▶ **Items**:
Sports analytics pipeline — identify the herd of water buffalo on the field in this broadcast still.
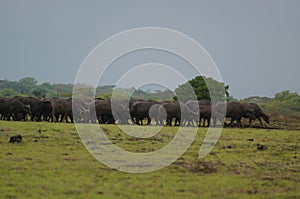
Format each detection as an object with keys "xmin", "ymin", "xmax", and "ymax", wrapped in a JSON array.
[{"xmin": 0, "ymin": 96, "xmax": 269, "ymax": 127}]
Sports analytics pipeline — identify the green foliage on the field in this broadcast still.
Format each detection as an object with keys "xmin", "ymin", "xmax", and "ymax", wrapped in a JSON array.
[
  {"xmin": 0, "ymin": 88, "xmax": 18, "ymax": 97},
  {"xmin": 175, "ymin": 76, "xmax": 229, "ymax": 102}
]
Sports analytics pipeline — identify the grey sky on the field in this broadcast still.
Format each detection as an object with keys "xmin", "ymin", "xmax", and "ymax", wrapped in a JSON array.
[{"xmin": 0, "ymin": 0, "xmax": 300, "ymax": 98}]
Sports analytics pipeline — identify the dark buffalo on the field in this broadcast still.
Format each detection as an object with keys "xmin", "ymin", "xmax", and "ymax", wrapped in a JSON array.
[
  {"xmin": 0, "ymin": 98, "xmax": 31, "ymax": 121},
  {"xmin": 13, "ymin": 96, "xmax": 52, "ymax": 121},
  {"xmin": 159, "ymin": 102, "xmax": 199, "ymax": 126},
  {"xmin": 51, "ymin": 98, "xmax": 73, "ymax": 122},
  {"xmin": 130, "ymin": 100, "xmax": 158, "ymax": 125},
  {"xmin": 215, "ymin": 102, "xmax": 255, "ymax": 127},
  {"xmin": 244, "ymin": 103, "xmax": 270, "ymax": 127},
  {"xmin": 95, "ymin": 99, "xmax": 115, "ymax": 124}
]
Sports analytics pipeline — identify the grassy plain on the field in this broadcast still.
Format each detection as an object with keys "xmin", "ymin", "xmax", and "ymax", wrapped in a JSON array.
[{"xmin": 0, "ymin": 121, "xmax": 300, "ymax": 199}]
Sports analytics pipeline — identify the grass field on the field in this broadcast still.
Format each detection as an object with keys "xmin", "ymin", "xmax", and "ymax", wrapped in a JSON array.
[{"xmin": 0, "ymin": 121, "xmax": 300, "ymax": 199}]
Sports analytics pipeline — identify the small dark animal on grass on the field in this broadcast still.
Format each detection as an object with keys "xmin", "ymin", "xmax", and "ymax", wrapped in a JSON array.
[{"xmin": 9, "ymin": 135, "xmax": 22, "ymax": 143}]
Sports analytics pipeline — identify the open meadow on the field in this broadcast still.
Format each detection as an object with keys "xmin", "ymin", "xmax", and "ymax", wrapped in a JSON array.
[{"xmin": 0, "ymin": 121, "xmax": 300, "ymax": 198}]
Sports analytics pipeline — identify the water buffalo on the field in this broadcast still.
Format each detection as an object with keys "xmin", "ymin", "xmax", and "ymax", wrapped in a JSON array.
[
  {"xmin": 215, "ymin": 102, "xmax": 255, "ymax": 127},
  {"xmin": 13, "ymin": 96, "xmax": 52, "ymax": 121},
  {"xmin": 130, "ymin": 100, "xmax": 158, "ymax": 125},
  {"xmin": 51, "ymin": 98, "xmax": 73, "ymax": 123},
  {"xmin": 95, "ymin": 99, "xmax": 115, "ymax": 124},
  {"xmin": 0, "ymin": 98, "xmax": 31, "ymax": 121},
  {"xmin": 159, "ymin": 102, "xmax": 199, "ymax": 126},
  {"xmin": 244, "ymin": 103, "xmax": 270, "ymax": 127}
]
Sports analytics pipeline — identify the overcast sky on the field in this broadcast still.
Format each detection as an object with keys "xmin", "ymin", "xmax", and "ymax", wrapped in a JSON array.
[{"xmin": 0, "ymin": 0, "xmax": 300, "ymax": 98}]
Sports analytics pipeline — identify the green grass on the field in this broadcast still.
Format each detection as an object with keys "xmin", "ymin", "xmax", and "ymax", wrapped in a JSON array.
[{"xmin": 0, "ymin": 121, "xmax": 300, "ymax": 198}]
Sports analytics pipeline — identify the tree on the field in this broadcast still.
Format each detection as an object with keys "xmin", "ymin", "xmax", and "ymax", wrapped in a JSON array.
[
  {"xmin": 175, "ymin": 76, "xmax": 229, "ymax": 103},
  {"xmin": 18, "ymin": 77, "xmax": 37, "ymax": 95},
  {"xmin": 0, "ymin": 88, "xmax": 18, "ymax": 97}
]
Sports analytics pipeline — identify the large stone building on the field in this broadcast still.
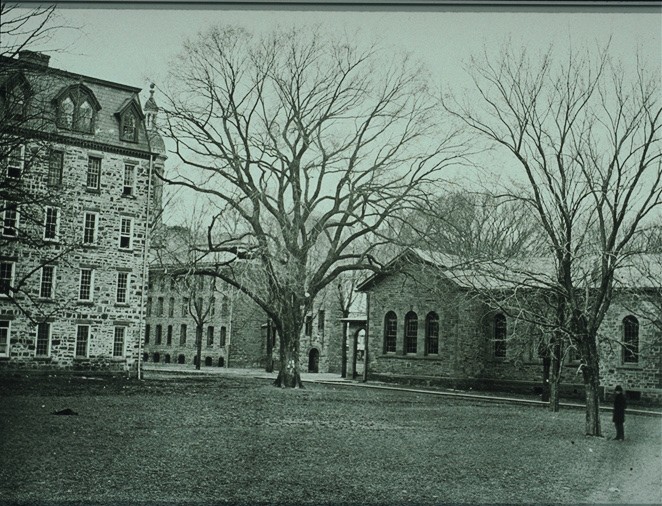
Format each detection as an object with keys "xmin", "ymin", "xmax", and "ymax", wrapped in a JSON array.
[
  {"xmin": 358, "ymin": 249, "xmax": 662, "ymax": 401},
  {"xmin": 0, "ymin": 51, "xmax": 165, "ymax": 372}
]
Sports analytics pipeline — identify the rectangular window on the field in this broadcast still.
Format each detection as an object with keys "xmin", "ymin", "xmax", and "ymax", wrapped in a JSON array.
[
  {"xmin": 36, "ymin": 323, "xmax": 51, "ymax": 357},
  {"xmin": 7, "ymin": 146, "xmax": 25, "ymax": 179},
  {"xmin": 0, "ymin": 262, "xmax": 14, "ymax": 297},
  {"xmin": 78, "ymin": 269, "xmax": 94, "ymax": 301},
  {"xmin": 39, "ymin": 265, "xmax": 55, "ymax": 299},
  {"xmin": 2, "ymin": 202, "xmax": 18, "ymax": 237},
  {"xmin": 48, "ymin": 151, "xmax": 64, "ymax": 186},
  {"xmin": 44, "ymin": 207, "xmax": 60, "ymax": 241},
  {"xmin": 113, "ymin": 327, "xmax": 126, "ymax": 357},
  {"xmin": 122, "ymin": 165, "xmax": 136, "ymax": 195},
  {"xmin": 83, "ymin": 213, "xmax": 99, "ymax": 244},
  {"xmin": 117, "ymin": 272, "xmax": 129, "ymax": 304},
  {"xmin": 317, "ymin": 309, "xmax": 324, "ymax": 332},
  {"xmin": 76, "ymin": 325, "xmax": 90, "ymax": 357},
  {"xmin": 179, "ymin": 323, "xmax": 186, "ymax": 346},
  {"xmin": 120, "ymin": 218, "xmax": 133, "ymax": 249},
  {"xmin": 0, "ymin": 320, "xmax": 10, "ymax": 357},
  {"xmin": 87, "ymin": 156, "xmax": 101, "ymax": 190}
]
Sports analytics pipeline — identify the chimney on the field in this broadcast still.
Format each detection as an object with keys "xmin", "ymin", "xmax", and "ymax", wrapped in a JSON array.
[{"xmin": 18, "ymin": 49, "xmax": 51, "ymax": 67}]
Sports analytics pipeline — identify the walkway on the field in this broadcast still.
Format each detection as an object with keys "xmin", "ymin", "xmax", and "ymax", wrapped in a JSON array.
[{"xmin": 143, "ymin": 364, "xmax": 662, "ymax": 417}]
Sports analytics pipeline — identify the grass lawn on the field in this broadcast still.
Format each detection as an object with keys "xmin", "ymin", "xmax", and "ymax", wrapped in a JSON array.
[{"xmin": 0, "ymin": 376, "xmax": 662, "ymax": 505}]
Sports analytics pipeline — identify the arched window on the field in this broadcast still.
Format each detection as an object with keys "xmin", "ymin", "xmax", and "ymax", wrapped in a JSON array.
[
  {"xmin": 405, "ymin": 311, "xmax": 418, "ymax": 353},
  {"xmin": 623, "ymin": 315, "xmax": 639, "ymax": 364},
  {"xmin": 425, "ymin": 311, "xmax": 439, "ymax": 355},
  {"xmin": 384, "ymin": 311, "xmax": 398, "ymax": 353},
  {"xmin": 54, "ymin": 84, "xmax": 101, "ymax": 133},
  {"xmin": 59, "ymin": 97, "xmax": 74, "ymax": 128},
  {"xmin": 494, "ymin": 314, "xmax": 507, "ymax": 358}
]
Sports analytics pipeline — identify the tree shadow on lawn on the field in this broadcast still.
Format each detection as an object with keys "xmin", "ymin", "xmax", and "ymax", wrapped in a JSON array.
[{"xmin": 0, "ymin": 377, "xmax": 662, "ymax": 504}]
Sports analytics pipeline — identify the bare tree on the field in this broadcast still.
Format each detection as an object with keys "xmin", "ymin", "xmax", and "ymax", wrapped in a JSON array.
[
  {"xmin": 445, "ymin": 41, "xmax": 662, "ymax": 436},
  {"xmin": 158, "ymin": 27, "xmax": 460, "ymax": 387}
]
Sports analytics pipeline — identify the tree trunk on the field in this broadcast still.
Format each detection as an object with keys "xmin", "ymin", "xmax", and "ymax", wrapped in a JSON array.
[
  {"xmin": 549, "ymin": 343, "xmax": 562, "ymax": 413},
  {"xmin": 274, "ymin": 315, "xmax": 303, "ymax": 388},
  {"xmin": 340, "ymin": 322, "xmax": 349, "ymax": 378},
  {"xmin": 265, "ymin": 320, "xmax": 276, "ymax": 372},
  {"xmin": 582, "ymin": 334, "xmax": 602, "ymax": 437}
]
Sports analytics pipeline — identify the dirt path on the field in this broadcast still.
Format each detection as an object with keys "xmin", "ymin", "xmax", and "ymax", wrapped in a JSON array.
[{"xmin": 588, "ymin": 416, "xmax": 662, "ymax": 504}]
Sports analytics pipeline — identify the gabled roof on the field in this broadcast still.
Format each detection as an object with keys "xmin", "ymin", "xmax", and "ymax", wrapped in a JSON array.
[{"xmin": 357, "ymin": 248, "xmax": 662, "ymax": 292}]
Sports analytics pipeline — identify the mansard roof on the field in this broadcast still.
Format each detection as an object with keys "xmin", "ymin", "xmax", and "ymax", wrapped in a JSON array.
[{"xmin": 0, "ymin": 53, "xmax": 165, "ymax": 157}]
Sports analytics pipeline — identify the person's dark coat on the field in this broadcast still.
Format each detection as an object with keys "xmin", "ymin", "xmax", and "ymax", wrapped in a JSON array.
[{"xmin": 613, "ymin": 392, "xmax": 625, "ymax": 423}]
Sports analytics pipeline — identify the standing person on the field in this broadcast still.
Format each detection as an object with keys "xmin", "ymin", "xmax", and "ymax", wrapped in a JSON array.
[{"xmin": 612, "ymin": 385, "xmax": 625, "ymax": 441}]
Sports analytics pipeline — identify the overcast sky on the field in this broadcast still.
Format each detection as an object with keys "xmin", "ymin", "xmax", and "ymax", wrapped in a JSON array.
[
  {"xmin": 23, "ymin": 4, "xmax": 662, "ymax": 101},
  {"xmin": 11, "ymin": 2, "xmax": 662, "ymax": 221}
]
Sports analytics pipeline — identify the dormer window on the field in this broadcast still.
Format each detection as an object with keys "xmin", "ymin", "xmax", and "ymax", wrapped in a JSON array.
[
  {"xmin": 115, "ymin": 96, "xmax": 145, "ymax": 142},
  {"xmin": 55, "ymin": 84, "xmax": 101, "ymax": 133},
  {"xmin": 0, "ymin": 74, "xmax": 31, "ymax": 119}
]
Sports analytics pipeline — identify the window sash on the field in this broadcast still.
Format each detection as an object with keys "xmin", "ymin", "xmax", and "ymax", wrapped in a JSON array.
[
  {"xmin": 44, "ymin": 207, "xmax": 60, "ymax": 241},
  {"xmin": 83, "ymin": 213, "xmax": 99, "ymax": 244},
  {"xmin": 117, "ymin": 272, "xmax": 129, "ymax": 304},
  {"xmin": 122, "ymin": 165, "xmax": 136, "ymax": 195},
  {"xmin": 120, "ymin": 218, "xmax": 133, "ymax": 249},
  {"xmin": 35, "ymin": 323, "xmax": 51, "ymax": 357},
  {"xmin": 48, "ymin": 151, "xmax": 64, "ymax": 186},
  {"xmin": 2, "ymin": 206, "xmax": 19, "ymax": 237},
  {"xmin": 39, "ymin": 265, "xmax": 55, "ymax": 299},
  {"xmin": 76, "ymin": 325, "xmax": 90, "ymax": 358},
  {"xmin": 78, "ymin": 269, "xmax": 94, "ymax": 301},
  {"xmin": 87, "ymin": 156, "xmax": 101, "ymax": 190},
  {"xmin": 0, "ymin": 262, "xmax": 14, "ymax": 297},
  {"xmin": 0, "ymin": 320, "xmax": 11, "ymax": 357},
  {"xmin": 113, "ymin": 327, "xmax": 126, "ymax": 357}
]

▶ **Task to complete**:
Which lines in the records above include the word "green"? List every one of them in full.

▶ **Task output**:
Sports analytics pipeline — identify the green foliage on the field in this broadcast still.
Sports analytics pipeline — identify the green grass on the field in this broadcast still.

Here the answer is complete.